- **GOAL**: In the material below, rewrite in full everything from the line containing "For the scoring pass, find every instance of the green foliage" down to the line containing "[[128, 211]]", both lines included. Rescale each answer coordinate by 1.65 and round it to a whole number, with halves rounded up; leave all other text as it stands.

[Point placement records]
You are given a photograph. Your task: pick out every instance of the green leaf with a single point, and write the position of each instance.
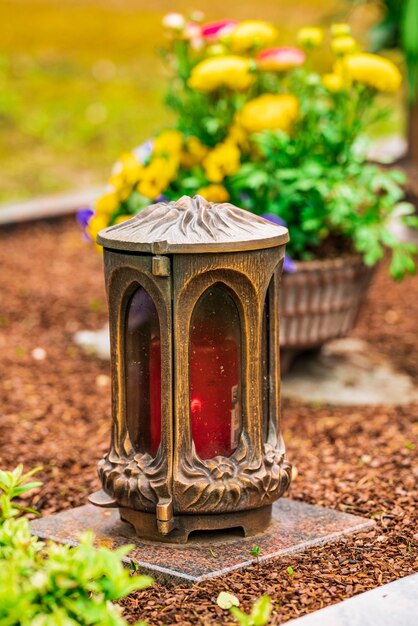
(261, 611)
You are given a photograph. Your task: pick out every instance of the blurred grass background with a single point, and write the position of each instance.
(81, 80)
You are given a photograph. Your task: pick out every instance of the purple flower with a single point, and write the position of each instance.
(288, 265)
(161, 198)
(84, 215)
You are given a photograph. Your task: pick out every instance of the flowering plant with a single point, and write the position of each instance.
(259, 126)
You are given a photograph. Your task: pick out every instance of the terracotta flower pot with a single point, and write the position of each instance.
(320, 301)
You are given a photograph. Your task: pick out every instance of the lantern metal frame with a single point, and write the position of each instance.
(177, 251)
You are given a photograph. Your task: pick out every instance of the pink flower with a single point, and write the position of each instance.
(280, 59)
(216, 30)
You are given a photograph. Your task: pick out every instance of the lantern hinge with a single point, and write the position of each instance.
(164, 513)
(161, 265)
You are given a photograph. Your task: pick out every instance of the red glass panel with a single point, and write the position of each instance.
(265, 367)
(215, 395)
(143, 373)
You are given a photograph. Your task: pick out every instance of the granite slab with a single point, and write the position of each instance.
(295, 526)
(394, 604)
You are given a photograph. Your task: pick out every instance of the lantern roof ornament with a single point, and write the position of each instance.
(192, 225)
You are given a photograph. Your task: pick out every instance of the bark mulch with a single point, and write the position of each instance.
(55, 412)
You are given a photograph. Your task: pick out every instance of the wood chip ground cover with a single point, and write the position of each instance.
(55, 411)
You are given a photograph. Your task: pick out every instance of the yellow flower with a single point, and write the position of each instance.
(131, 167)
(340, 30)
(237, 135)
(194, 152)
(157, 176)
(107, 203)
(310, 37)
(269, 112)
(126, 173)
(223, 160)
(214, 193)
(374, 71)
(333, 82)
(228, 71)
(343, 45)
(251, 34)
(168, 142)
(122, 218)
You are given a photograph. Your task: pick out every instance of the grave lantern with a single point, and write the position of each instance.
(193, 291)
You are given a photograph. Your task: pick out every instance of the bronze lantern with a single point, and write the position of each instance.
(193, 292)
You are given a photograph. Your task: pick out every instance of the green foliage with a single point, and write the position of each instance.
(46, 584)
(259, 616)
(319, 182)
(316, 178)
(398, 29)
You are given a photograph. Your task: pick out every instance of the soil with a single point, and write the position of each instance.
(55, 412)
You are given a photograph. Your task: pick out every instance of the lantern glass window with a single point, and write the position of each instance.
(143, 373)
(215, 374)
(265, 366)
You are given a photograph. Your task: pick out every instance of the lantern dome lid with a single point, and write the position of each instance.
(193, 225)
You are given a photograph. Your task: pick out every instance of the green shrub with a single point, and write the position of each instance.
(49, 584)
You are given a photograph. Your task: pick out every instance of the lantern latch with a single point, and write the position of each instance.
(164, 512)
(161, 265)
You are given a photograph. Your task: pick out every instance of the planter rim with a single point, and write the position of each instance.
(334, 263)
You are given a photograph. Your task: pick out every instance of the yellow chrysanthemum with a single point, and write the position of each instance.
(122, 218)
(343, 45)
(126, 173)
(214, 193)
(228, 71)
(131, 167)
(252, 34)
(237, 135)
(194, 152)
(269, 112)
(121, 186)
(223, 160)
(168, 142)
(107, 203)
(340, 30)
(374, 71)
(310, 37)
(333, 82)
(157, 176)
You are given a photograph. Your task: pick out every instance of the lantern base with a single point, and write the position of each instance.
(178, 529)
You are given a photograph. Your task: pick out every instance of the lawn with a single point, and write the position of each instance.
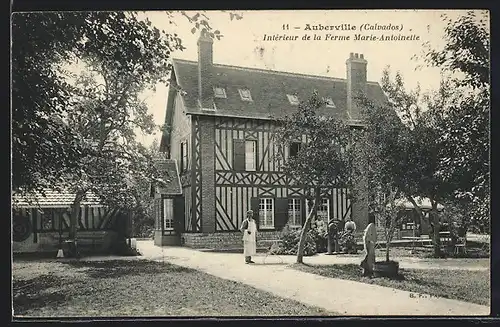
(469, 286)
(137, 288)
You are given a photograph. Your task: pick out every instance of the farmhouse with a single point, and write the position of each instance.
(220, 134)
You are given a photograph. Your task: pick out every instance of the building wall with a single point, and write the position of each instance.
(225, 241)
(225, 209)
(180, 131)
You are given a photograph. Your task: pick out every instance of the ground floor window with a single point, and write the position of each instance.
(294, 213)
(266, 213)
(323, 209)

--

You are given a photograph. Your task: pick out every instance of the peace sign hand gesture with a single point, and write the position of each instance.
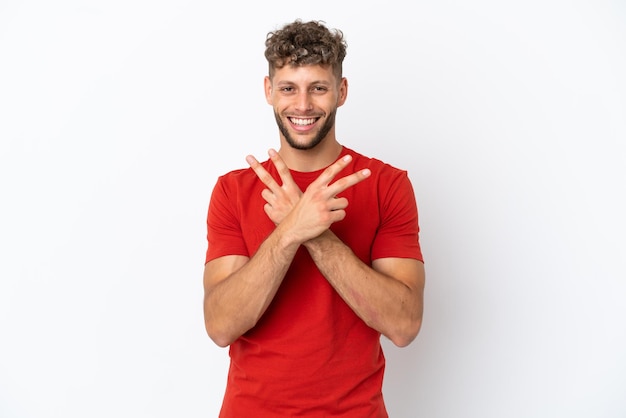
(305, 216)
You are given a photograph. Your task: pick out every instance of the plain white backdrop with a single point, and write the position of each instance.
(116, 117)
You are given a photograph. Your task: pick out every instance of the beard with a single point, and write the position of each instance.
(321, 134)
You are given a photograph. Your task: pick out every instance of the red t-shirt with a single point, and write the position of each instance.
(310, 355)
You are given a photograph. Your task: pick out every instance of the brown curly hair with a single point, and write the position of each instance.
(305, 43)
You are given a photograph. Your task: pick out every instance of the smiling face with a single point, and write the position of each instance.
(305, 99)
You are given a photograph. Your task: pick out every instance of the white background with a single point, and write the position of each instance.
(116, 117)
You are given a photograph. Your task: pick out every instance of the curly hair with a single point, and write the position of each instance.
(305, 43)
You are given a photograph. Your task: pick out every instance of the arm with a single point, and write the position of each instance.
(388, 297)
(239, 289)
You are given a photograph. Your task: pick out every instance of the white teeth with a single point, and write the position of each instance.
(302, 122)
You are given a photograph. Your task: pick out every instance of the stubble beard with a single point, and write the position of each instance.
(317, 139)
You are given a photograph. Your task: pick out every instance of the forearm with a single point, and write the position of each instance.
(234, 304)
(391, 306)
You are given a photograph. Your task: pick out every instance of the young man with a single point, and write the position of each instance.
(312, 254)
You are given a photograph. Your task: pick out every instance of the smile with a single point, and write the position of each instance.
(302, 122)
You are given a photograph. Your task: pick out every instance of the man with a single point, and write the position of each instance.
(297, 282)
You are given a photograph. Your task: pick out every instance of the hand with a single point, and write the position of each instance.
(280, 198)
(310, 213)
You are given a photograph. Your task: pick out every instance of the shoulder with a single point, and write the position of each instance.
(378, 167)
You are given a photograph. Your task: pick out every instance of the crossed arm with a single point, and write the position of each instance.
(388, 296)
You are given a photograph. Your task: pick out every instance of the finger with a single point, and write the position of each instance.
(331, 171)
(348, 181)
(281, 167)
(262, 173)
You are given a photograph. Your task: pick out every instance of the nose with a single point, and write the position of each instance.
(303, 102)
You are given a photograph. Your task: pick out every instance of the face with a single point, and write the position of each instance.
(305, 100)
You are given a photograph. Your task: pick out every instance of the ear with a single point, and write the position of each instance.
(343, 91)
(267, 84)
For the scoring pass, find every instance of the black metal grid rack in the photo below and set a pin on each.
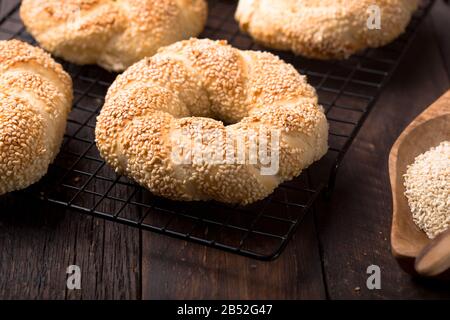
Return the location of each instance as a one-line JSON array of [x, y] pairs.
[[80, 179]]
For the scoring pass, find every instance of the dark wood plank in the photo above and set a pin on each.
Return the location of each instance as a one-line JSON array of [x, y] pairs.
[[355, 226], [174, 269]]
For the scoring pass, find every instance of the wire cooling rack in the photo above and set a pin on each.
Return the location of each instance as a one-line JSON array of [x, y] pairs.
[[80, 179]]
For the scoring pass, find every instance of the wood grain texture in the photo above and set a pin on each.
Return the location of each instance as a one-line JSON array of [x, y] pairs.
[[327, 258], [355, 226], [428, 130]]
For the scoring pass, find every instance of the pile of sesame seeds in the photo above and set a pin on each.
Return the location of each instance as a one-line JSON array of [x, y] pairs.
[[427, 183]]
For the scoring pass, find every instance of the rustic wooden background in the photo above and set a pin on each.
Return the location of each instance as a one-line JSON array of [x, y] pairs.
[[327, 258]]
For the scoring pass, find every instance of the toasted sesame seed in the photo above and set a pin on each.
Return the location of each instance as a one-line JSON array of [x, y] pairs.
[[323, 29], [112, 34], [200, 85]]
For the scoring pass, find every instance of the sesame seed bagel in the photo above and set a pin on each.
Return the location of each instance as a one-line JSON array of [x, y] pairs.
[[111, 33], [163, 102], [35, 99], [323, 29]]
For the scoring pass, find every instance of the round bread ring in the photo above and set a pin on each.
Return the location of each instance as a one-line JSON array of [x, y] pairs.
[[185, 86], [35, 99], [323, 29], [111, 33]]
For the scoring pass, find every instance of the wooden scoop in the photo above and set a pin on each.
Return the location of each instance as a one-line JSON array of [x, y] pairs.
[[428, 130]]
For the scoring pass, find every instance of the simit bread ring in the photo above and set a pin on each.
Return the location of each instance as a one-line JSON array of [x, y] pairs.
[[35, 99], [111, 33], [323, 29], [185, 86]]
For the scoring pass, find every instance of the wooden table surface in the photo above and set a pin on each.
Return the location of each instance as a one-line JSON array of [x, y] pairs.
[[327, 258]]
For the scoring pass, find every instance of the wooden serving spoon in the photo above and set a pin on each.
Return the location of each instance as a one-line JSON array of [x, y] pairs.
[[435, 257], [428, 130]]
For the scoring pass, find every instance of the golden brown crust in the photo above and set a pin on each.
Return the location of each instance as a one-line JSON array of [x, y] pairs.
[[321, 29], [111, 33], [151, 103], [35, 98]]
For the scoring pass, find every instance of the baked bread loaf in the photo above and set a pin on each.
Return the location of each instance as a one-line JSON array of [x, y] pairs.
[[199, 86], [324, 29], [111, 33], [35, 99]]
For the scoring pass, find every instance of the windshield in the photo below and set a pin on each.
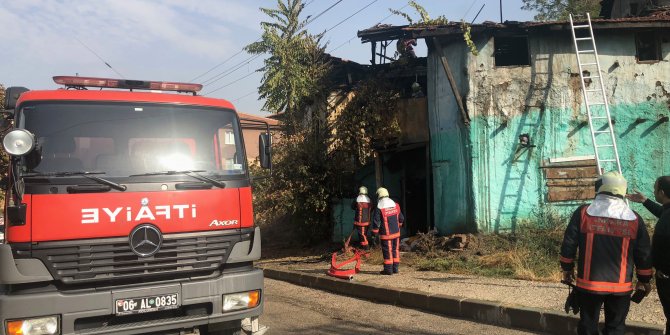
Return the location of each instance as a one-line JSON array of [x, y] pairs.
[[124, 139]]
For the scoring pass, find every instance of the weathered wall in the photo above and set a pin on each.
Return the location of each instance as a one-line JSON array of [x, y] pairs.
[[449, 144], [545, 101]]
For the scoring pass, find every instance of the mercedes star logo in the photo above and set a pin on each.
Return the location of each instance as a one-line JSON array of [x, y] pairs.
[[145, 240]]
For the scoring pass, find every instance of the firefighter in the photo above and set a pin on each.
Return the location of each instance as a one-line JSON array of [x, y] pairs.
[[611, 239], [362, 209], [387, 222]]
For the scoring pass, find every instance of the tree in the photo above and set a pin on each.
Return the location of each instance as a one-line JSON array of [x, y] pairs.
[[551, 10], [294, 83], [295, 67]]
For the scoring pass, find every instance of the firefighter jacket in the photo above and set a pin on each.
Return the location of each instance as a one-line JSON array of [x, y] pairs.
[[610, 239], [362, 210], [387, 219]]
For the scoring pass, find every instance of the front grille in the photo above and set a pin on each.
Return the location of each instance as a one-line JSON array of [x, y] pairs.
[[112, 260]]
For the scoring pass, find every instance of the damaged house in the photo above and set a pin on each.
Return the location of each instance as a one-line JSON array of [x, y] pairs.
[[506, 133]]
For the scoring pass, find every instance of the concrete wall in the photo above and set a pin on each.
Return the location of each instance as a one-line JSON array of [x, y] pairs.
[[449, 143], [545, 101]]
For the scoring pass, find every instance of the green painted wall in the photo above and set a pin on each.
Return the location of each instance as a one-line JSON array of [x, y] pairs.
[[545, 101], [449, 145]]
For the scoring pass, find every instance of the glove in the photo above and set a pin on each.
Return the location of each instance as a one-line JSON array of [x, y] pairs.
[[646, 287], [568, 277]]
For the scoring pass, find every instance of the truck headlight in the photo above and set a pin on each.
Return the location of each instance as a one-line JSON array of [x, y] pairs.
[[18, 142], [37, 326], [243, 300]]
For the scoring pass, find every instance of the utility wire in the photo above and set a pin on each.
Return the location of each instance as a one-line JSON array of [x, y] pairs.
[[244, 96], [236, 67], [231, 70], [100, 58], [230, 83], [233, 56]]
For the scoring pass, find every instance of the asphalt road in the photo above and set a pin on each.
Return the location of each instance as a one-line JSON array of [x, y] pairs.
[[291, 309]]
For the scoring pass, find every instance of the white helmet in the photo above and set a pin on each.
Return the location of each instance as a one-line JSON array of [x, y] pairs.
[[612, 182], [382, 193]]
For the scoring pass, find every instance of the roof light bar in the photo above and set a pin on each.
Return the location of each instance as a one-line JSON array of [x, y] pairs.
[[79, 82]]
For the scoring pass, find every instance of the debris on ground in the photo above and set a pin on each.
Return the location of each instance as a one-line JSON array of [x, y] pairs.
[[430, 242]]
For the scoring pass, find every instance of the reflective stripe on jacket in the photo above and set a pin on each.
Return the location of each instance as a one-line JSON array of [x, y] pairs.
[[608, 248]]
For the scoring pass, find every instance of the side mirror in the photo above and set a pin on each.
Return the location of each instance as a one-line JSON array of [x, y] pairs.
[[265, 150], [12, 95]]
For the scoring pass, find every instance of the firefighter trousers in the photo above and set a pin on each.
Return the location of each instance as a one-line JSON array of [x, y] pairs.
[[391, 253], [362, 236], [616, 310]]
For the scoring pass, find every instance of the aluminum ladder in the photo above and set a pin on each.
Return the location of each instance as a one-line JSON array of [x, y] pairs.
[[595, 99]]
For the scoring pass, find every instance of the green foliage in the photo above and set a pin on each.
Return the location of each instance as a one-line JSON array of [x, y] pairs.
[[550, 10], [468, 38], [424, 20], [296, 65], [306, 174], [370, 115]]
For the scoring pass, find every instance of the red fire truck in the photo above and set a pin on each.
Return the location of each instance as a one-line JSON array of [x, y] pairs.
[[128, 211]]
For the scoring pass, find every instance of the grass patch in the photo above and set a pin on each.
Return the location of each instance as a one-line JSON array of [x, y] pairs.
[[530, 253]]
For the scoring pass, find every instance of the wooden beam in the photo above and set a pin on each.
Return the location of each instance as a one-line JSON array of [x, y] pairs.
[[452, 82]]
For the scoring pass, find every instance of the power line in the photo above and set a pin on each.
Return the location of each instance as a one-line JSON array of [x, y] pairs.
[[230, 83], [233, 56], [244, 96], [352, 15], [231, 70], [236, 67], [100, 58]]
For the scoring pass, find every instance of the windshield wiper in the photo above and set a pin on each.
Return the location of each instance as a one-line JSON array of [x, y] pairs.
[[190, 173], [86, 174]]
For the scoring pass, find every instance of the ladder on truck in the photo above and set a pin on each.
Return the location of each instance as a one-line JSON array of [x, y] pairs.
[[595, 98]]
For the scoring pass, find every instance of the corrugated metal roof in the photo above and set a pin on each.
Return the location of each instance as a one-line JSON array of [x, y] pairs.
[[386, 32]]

* * *

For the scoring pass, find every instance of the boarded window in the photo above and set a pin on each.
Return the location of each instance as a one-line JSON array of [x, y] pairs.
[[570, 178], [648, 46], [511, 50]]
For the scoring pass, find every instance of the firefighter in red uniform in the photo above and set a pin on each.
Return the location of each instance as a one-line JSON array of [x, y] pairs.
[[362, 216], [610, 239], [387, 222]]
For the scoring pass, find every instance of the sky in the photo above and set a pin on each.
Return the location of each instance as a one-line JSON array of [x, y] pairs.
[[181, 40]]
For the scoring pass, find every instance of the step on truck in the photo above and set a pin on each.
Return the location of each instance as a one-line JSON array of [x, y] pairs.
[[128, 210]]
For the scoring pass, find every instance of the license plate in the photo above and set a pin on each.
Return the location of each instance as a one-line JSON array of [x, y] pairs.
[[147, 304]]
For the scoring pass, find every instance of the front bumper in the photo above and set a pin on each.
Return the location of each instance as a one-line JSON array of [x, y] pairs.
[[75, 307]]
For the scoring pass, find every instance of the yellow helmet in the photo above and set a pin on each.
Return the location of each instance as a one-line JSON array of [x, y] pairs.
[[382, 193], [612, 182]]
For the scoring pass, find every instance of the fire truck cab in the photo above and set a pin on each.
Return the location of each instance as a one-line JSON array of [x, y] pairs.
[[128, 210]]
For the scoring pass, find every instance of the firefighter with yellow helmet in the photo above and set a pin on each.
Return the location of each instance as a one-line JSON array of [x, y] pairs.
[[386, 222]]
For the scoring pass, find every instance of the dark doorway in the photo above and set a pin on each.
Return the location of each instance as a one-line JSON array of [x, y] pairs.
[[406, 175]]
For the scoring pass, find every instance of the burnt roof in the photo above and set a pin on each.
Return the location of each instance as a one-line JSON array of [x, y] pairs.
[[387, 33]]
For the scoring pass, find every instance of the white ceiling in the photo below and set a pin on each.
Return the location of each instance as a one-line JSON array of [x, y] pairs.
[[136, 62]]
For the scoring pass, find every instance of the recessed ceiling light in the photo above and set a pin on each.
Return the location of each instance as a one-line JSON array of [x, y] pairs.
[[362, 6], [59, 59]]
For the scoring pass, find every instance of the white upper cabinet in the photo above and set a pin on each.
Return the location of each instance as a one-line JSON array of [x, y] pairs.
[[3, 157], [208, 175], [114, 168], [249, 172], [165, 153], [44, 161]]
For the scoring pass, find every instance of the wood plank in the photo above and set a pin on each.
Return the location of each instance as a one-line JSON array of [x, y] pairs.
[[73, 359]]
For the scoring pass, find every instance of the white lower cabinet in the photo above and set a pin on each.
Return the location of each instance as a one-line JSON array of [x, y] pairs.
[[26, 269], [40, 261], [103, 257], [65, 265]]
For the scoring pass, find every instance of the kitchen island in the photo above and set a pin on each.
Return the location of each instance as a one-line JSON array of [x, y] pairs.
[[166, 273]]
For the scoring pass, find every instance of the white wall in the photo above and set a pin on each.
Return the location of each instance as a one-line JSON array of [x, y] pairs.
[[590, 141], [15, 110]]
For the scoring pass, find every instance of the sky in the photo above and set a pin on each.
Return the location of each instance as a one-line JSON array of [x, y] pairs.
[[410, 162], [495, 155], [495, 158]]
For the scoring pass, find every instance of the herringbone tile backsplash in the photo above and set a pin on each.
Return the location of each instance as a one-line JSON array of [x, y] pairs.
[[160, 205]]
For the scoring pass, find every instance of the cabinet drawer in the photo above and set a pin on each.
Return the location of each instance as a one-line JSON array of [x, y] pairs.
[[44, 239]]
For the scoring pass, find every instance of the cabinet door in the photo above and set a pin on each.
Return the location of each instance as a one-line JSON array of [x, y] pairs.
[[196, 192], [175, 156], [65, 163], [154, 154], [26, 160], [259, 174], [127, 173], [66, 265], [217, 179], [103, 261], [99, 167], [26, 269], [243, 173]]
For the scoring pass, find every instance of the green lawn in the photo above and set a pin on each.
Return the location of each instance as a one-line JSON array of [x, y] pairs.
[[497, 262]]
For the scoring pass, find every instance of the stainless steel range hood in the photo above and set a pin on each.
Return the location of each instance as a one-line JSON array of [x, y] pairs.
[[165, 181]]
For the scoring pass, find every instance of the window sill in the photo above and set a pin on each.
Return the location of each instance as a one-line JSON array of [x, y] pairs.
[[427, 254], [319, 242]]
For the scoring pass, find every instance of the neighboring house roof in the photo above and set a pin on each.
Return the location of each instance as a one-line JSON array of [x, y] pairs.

- **RESPONSE TO THE EXERCISE**:
For the scoring pass, find every instance of the green foliage in the photo above and set a pin on each.
Return the location of each instance as a one-line JSON array of [x, y] pairs.
[[908, 17], [772, 63], [700, 33], [488, 107], [505, 287], [611, 190]]
For the scoring pass, find every instance of the red fire truck in the photo above and set a pin on each.
Return the location of each instance as a one-line JSON array of [x, y] pairs.
[[211, 348]]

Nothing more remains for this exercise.